--- TEXT SECTION ---
/---

Re: [xsl] Return value from a template...

["Eric Bréchemier" <eric.brechemier@xxxxxxxxx>]

  Hi Batis,

You cannot use call-template with select="/root/bib"

"Unlike xsl:apply-templates, xsl:call-template does not change the
current node or the current node list." [1]

You should give a try to using apply-templates instead.

Besides, "variable" in XSLT cannot be changed after first initialization, so
<xsl:variable name="var"  select="concat($var,ids, $delimiter)"/> is
bound to fail.

[1] XSL Transformation (XSLT) version 1.0, '6 Named Templates
http://www.w3.org/TR/xslt#named-templates

Cheers,

Eric Brichemier

On Jan 8, 2008 4:58 PM, Batis DAVE <batis.04@xxxxxxxxx> wrote:
> I want to return a variable value from a template based on this example:
> http://biglist.com/lists/xsl-list/archives/200205/msg01614.html
> but it's not working...
> Here's my code:
> <?xml version="1.0"?>
> <xsl:stylesheet xmlns:xsl="http://www.w3.org/1999/XSL/Transform";
version="1.0">
> <xsl:output indent="yes" method="html" omit-xml-declaration="no"

\---

Continue the XSLT mailing-list reply above, starting right after its final line.

--- RECORDS ---
/---

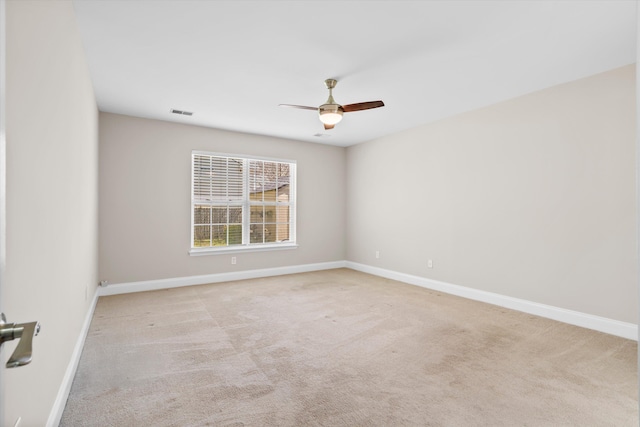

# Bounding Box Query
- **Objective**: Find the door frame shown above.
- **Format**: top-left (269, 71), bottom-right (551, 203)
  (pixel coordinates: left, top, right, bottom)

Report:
top-left (0, 0), bottom-right (7, 423)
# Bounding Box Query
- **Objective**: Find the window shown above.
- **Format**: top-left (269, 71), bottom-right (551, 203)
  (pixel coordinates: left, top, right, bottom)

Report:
top-left (191, 151), bottom-right (296, 254)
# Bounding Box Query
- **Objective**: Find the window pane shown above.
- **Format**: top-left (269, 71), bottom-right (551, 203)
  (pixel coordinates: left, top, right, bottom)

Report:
top-left (249, 224), bottom-right (264, 243)
top-left (227, 159), bottom-right (243, 201)
top-left (192, 153), bottom-right (295, 247)
top-left (264, 206), bottom-right (276, 222)
top-left (251, 206), bottom-right (264, 224)
top-left (208, 157), bottom-right (227, 202)
top-left (264, 162), bottom-right (278, 202)
top-left (193, 225), bottom-right (211, 248)
top-left (193, 205), bottom-right (211, 224)
top-left (211, 206), bottom-right (227, 224)
top-left (249, 160), bottom-right (264, 201)
top-left (278, 183), bottom-right (289, 203)
top-left (276, 224), bottom-right (289, 242)
top-left (228, 206), bottom-right (242, 224)
top-left (228, 224), bottom-right (242, 245)
top-left (264, 224), bottom-right (276, 242)
top-left (275, 206), bottom-right (290, 223)
top-left (211, 225), bottom-right (227, 246)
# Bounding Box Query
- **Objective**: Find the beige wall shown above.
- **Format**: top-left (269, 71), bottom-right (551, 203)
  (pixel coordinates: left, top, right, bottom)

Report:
top-left (0, 1), bottom-right (98, 426)
top-left (99, 113), bottom-right (345, 283)
top-left (347, 66), bottom-right (638, 323)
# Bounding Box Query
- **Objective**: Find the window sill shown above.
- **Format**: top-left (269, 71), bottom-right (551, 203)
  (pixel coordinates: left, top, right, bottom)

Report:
top-left (189, 243), bottom-right (298, 256)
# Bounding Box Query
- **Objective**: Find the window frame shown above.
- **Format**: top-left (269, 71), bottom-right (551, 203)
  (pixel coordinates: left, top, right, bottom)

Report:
top-left (189, 150), bottom-right (298, 256)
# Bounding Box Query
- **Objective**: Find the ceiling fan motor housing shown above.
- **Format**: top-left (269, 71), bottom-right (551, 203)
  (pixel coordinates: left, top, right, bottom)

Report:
top-left (318, 103), bottom-right (344, 125)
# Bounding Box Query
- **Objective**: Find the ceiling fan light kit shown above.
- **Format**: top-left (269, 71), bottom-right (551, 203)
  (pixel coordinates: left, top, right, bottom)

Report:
top-left (280, 79), bottom-right (384, 130)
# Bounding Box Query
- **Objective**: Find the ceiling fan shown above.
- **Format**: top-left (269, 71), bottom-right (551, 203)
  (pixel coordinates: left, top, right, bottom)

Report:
top-left (280, 79), bottom-right (384, 129)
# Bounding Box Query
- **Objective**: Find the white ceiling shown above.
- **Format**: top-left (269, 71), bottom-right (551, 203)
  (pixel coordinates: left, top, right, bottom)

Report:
top-left (74, 0), bottom-right (637, 146)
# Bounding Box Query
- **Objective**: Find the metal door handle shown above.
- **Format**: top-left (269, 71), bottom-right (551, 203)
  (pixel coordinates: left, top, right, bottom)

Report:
top-left (0, 313), bottom-right (40, 368)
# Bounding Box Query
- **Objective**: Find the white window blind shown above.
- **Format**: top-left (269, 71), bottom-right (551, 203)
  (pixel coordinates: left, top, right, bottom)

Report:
top-left (191, 152), bottom-right (296, 251)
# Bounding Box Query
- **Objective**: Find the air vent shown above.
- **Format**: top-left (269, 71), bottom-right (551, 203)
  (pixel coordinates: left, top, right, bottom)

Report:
top-left (171, 110), bottom-right (193, 116)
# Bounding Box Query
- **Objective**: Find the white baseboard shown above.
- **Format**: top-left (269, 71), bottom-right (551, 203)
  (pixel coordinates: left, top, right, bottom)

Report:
top-left (47, 291), bottom-right (99, 427)
top-left (345, 261), bottom-right (638, 341)
top-left (98, 261), bottom-right (346, 296)
top-left (98, 261), bottom-right (638, 341)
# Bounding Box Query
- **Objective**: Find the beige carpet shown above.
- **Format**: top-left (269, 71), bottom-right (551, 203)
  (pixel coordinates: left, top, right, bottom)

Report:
top-left (61, 269), bottom-right (638, 427)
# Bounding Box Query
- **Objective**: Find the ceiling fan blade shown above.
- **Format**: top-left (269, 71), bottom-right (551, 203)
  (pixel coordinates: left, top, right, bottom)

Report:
top-left (342, 101), bottom-right (384, 113)
top-left (279, 104), bottom-right (318, 111)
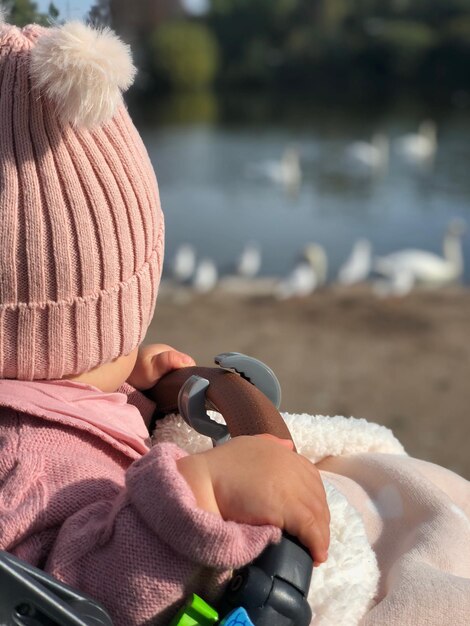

\---

--- THE OUTPUT ---
> encoding="ISO-8859-1" />
> <xsl:param name="delimiter" select="','"/>
>
>         <xsl:template match="/root">
>
>                 <xsl:variable name="idList">
>                         <xsl:call-template select="/root/bib"
name="getIdList" />
>                 </xsl:variable>
>
>                 <xsl:value-of select="$idList"/>
>
>         </xsl:template>
>
>
>         <xsl:template match="/root/bib" name="getIdList">
>                 <xsl:for-each select="/root/bib">
>                         <xsl:variable name="var"  select="concat($var,ids,
$delimiter)"/>
>                 </xsl:for-each>
>                 <xsl:value-of select="$var"/>
>         </xsl:template>
>
> </xsl:stylesheet>
>
> What's wrong in it?